* [Problem to work on]:
Copy down the listing below exactly. Do not include pictures.

* [Supplied records]:
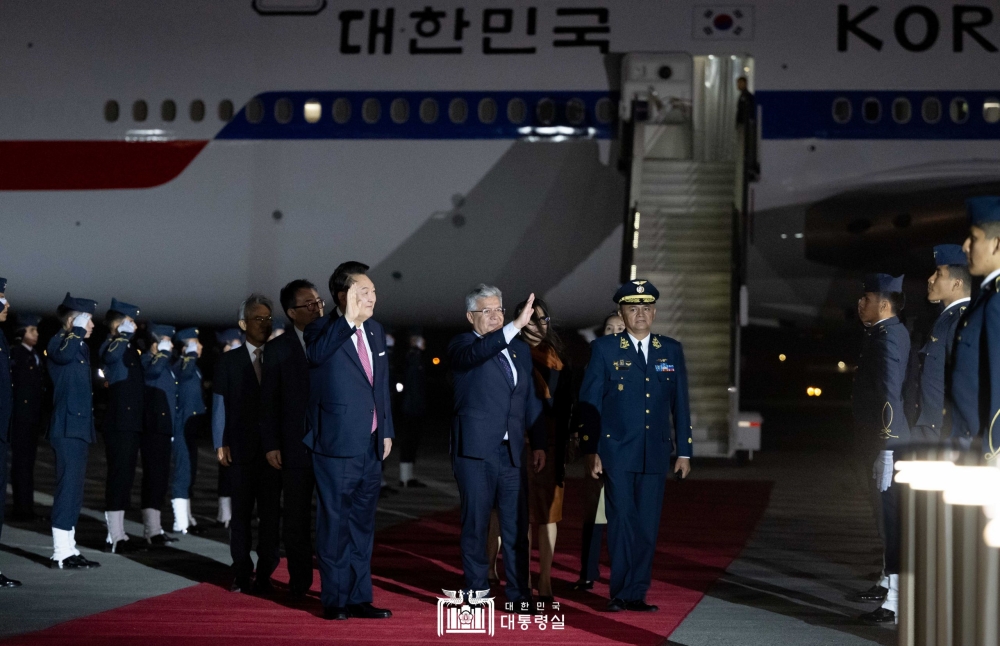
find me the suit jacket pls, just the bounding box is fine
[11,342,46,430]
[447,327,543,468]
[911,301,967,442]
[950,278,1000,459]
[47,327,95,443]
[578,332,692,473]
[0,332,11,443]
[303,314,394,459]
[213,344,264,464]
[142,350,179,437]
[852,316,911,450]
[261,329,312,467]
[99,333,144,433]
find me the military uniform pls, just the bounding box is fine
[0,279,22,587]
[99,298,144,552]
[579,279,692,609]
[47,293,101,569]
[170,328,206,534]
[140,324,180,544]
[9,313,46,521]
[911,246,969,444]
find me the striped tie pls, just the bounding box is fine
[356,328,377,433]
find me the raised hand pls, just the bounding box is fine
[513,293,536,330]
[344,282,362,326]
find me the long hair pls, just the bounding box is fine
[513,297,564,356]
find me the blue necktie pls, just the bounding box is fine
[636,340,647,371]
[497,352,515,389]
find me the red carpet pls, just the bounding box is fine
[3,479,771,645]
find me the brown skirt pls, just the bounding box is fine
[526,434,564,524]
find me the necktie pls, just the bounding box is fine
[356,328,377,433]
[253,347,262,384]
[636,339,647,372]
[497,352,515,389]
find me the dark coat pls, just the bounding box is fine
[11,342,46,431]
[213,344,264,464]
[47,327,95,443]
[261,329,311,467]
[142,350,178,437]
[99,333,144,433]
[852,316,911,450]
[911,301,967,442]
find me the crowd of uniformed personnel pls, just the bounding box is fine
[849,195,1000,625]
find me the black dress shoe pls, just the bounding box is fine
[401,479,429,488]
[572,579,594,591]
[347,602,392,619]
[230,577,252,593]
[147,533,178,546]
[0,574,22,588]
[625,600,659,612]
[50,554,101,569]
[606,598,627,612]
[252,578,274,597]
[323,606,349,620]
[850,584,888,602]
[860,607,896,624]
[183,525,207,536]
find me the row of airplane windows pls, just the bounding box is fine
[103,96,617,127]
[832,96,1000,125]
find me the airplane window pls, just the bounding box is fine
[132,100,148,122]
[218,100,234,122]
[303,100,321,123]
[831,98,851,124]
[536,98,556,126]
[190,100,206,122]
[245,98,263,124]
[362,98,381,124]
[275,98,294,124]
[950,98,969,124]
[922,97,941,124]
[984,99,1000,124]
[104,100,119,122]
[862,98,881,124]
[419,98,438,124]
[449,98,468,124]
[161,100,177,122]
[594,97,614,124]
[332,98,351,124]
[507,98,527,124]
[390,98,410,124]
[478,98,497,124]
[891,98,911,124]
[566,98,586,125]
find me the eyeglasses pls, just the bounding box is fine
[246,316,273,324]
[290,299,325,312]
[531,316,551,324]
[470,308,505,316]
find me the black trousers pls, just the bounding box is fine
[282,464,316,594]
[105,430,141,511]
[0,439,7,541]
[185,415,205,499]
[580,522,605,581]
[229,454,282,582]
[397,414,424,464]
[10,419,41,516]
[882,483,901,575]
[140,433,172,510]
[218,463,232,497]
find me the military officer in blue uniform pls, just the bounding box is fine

* [Reply]:
find me the suit jacket pls, just the bounding box is fine
[11,342,46,430]
[447,327,543,468]
[911,301,967,442]
[950,278,1000,459]
[47,327,95,443]
[578,332,692,473]
[0,332,11,443]
[303,314,394,459]
[213,344,264,464]
[142,350,179,437]
[852,316,911,450]
[261,329,312,467]
[99,333,144,433]
find me the military uniform pls, just the bounding box is fine
[0,279,22,587]
[99,298,144,552]
[579,279,692,609]
[47,293,101,569]
[170,328,206,534]
[140,324,180,544]
[9,313,46,521]
[911,246,969,444]
find me the striped tie pls, just the bounding box is fine
[356,328,377,433]
find me the raised hand pls, just the bounding box is fine
[513,293,536,330]
[344,282,362,326]
find me the long hair pls, just the bounding box is fine
[513,297,564,356]
find me the blue necktie pls, just the bounding box is fine
[636,340,647,371]
[497,352,515,389]
find me the red carpet pls, just the bounding box is fine
[3,479,771,645]
find me the brown skirt pls, just the bounding box is fine
[526,434,564,524]
find me the necktie pls, just the bounding box is fine
[356,328,377,433]
[253,347,262,384]
[636,339,647,372]
[497,352,515,389]
find me the dark coat pls, just the bounding box is fine
[11,342,46,431]
[213,344,264,464]
[47,327,95,443]
[261,329,311,467]
[142,350,178,437]
[99,333,144,433]
[852,316,911,450]
[911,301,967,442]
find me the crowd of uniformed personnel pls, just the bounding box is fine
[849,195,1000,625]
find me the black dress shoe pls, just the bounding box is fine
[401,479,429,488]
[572,579,594,591]
[347,602,392,619]
[230,577,252,593]
[147,533,178,546]
[0,574,22,588]
[625,600,659,612]
[50,554,101,569]
[606,598,627,612]
[252,578,274,597]
[323,606,349,620]
[850,584,888,602]
[860,607,896,624]
[183,525,207,536]
find me the row of airplane windows pls, just the bounding box is fine
[103,96,617,127]
[832,96,1000,125]
find me the airplane window pls, just the bounding box is fine
[132,100,148,122]
[218,100,234,122]
[303,100,321,123]
[831,98,851,124]
[536,98,556,126]
[190,100,206,122]
[245,98,263,124]
[362,98,381,124]
[275,98,294,124]
[950,98,969,124]
[922,97,941,124]
[984,99,1000,124]
[104,100,119,122]
[862,98,881,124]
[419,98,438,124]
[449,98,468,124]
[161,100,177,122]
[594,97,614,124]
[332,98,351,124]
[507,98,527,124]
[390,98,410,124]
[478,98,497,124]
[891,98,911,124]
[566,98,586,125]
find me the eyeglasses pls, just the bounding box is fine
[246,316,273,324]
[290,299,325,312]
[531,316,551,324]
[470,308,505,316]
find me the black trousers pls, just the bounding box is fine
[282,464,316,594]
[105,430,141,511]
[0,439,7,541]
[185,415,205,499]
[580,522,605,581]
[229,454,282,582]
[397,414,424,464]
[10,419,41,516]
[882,483,901,575]
[140,433,172,510]
[218,463,232,497]
find me the military officer in blue uniform pls, just the bounding box is fine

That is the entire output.